◆ SOURCE MATERIAL:
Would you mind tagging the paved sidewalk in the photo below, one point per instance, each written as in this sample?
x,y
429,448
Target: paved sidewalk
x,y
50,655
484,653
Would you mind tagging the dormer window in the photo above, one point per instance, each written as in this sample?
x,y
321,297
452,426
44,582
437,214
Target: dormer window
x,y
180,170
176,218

◆ ACTION ITEM: Where a line above holds the string "instance", show that line.

◆ WRITTEN RESPONSE:
Would you mind tagging the paved sidewalk in the photo below, one point per instance, each written as in this sample?
Would you mind tagging the dormer window in the photo above, one point per instance, each written as in this sample?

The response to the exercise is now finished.